In the records below, begin at the line containing "Where can the wooden plank" and end at the line containing "Where can the wooden post"; quote every line in that span exactly, including both boundary lines, and no others.

BEGIN

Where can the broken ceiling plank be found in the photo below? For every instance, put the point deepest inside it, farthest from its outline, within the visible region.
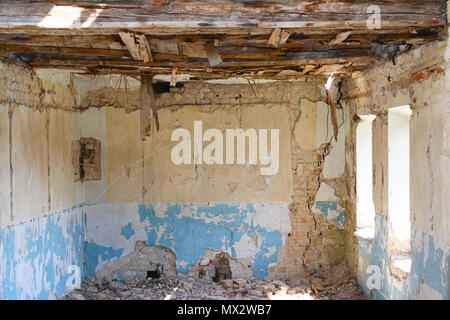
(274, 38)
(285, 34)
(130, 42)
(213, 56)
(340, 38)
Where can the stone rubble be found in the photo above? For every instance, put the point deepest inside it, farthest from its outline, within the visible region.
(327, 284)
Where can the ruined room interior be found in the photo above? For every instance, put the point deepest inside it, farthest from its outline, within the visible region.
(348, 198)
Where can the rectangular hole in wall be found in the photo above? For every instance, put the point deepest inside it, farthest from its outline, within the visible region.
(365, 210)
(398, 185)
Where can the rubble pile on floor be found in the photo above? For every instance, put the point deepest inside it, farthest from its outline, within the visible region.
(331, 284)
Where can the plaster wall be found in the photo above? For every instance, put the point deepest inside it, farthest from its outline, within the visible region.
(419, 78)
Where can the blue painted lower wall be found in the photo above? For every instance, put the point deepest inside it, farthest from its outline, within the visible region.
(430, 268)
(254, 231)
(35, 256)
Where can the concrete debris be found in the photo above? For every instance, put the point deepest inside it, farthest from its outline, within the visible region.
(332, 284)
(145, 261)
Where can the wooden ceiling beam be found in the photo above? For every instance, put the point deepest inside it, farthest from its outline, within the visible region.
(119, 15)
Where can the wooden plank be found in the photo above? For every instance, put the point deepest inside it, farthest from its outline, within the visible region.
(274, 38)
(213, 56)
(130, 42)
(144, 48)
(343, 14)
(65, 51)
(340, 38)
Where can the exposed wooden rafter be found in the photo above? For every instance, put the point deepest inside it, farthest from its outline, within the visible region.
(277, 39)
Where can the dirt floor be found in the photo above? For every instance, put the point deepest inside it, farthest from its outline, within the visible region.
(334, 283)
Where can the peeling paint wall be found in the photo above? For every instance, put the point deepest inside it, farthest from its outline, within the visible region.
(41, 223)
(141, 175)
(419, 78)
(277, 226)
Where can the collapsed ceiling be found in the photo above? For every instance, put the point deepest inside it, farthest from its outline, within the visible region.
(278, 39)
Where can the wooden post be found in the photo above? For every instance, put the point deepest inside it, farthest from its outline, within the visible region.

END
BEGIN

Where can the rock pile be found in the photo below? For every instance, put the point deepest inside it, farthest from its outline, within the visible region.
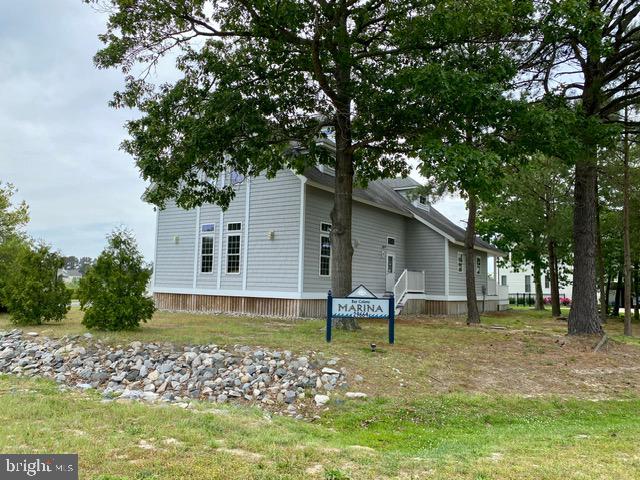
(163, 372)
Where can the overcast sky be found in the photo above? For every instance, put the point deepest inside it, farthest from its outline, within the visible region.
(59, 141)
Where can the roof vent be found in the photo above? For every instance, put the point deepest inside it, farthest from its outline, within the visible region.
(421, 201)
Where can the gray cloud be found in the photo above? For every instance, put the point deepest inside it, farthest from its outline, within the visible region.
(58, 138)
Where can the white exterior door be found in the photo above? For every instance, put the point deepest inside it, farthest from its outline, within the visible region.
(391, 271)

END

- _Task result_:
Where can the wooden plank be found in the photo above? For every instance, put the point deepest inside it, farthest from its outline, within the visible region.
(274, 38)
(213, 56)
(130, 42)
(144, 48)
(343, 14)
(65, 51)
(340, 38)
Where can the exposed wooden rafter be found in the photo above? For every instance, put the point deepest inside it, farthest from its outline, within the visible region.
(277, 39)
Where can the dirt floor be found in the photo above? For every instance, put the point deepest inside it, farthest from its outline, within the visible region.
(334, 283)
Where can the peeling paint wall be found in the photo above? For every instance, put the point deepest inside it, farthest from its outline, within the visible region.
(41, 223)
(141, 175)
(419, 78)
(277, 226)
Where can the collapsed ceiling be found in the photo above? For every instance, put the point deepest inside it, farthest from its outline, within the visible region.
(278, 39)
Where can the wooden post be found in the photo above? For every instance, put the point deepest inside it, farthest from its outline, within the visible region.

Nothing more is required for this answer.